**Lesetext**
"""

Formal geht es um die Kosten von Corona. Die könnte der Kreis, wie die Städte und Gemeinden, „isolieren“ – das wären dann zehn Millionen Euro oder umgerechnet zwei Prozentpunkte Kreisumlage, die erst nach 2024 abzustottern wären. Kreiskämmerer Thomas Damm rechnet aber das zusätzliche Geld dagegen, das der Bund für die Kosten der Unterkunft von Sozialgeld-Empfängern erstattet. Unterm Strich, so der Kämmerer, habe der Kreis dann gar keinen Covid-Schaden. Die Bürgermeister finden hingen, dass ihnen die 20 Millionen Euro von 2020 und 2021 gutzuschreiben seien – macht vier Prozentpunkte Kreisumlage weniger. Von einer Absenkung nur um zwei Prozentpunkte, wie sie bereits die UWG beantragt, würden einige Kommunen allerdings nicht profitieren: Einen Nachlass in dieser Größenordnung haben zum Beispiel Siegen und Netphen in ihre Haushaltspläne von vornherein eingerechnet.

Kreistag

Der Kreistag verabschiedet den Haushalt am Freitag, 19. März. Die Sitzung im Gläsersaal der Siegerlandhalle beginnt um 16 Uhr.

"""

**Aufgaben und Übungen**
1. Wo findet laut dem Text zur Kreisumlage die Sitzung des Kreistags statt, und um wie viel Uhr fängt sie an?
2. Warum hätten einige Kommunen laut dem Text zur Kreisumlage nichts davon, wenn die Kreisumlage nur um zwei Prozentpunkte sinkt?
3. Führe den Text zur Kreisumlage nach seinem letzten Satz weiter.
Die folgenden Einträge stammen aus einer anderen Quelle.

[Erfasste Daten]
"""

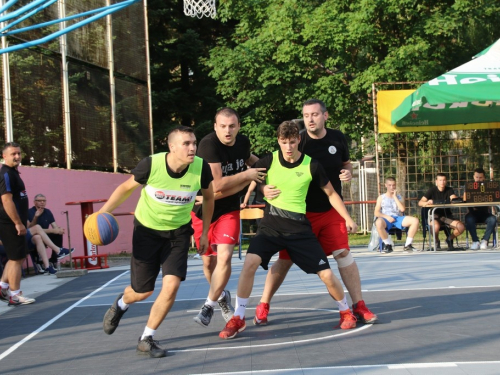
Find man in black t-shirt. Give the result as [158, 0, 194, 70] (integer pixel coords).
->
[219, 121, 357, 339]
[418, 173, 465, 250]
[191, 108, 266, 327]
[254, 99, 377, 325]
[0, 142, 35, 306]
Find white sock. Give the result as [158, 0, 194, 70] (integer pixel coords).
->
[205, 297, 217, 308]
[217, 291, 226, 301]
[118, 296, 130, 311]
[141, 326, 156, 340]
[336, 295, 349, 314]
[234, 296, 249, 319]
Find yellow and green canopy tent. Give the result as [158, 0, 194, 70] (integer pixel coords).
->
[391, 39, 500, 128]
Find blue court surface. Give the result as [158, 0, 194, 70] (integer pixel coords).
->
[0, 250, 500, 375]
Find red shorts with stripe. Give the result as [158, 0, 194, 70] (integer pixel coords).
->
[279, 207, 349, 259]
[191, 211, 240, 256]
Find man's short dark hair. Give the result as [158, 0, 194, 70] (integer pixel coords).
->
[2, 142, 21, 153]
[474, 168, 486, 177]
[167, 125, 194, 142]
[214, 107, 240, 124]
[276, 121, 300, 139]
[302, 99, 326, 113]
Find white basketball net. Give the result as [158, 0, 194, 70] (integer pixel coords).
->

"""

**Lösungen**
1. Im Gläsersaal der Siegerlandhalle, Beginn um 16 Uhr.

2. Einige Kommunen haben einen Nachlass in dieser Größenordnung von vornherein in ihre Haushaltspläne eingerechnet. Siegen und Netphen sind Beispiele dafür.

3.
Karl-Ludwig Völkel (SPD) gab als amtierender Ausschussvorsitzender den Ton vor: Die Argumentation des Kämmerers habe ihn „sehr irritiert“, der Umgang mit den Mehreinnahmen sei „absolut nicht in Ordnung“. „Wir wollen eine echte Entlastung der Kommunen“, sagte Julian Maletz (SPD). Es gebe eine Vorschrift, die Kreise verpflichte, die Covid-Kosten zu isolieren, widersprach Kämmerer Thomas Damm. Der Bundeszuschuss zu den Kosten der Unterkunft sei ausdrücklich dafür gedacht, die Kreisumlage stabil zu halten. Dass ein unveränderter Hebesatz trotzdem zu Mehreinnahmen führt, liegt an der noch guten Finanzkraft der Gemeinden. Deren Gewerbesteuereinbußen durch Corona seien, so Thomas Damm, durch Ausgleichszahlungen des Landes „sogar überkompensiert“ worden. André Jung (CDU) kommentierte die Debatte entspannt: Am Ende werde es auch in diesem Jahr wieder eine Einigung über die Kreisumlage geben, sagte er voraus.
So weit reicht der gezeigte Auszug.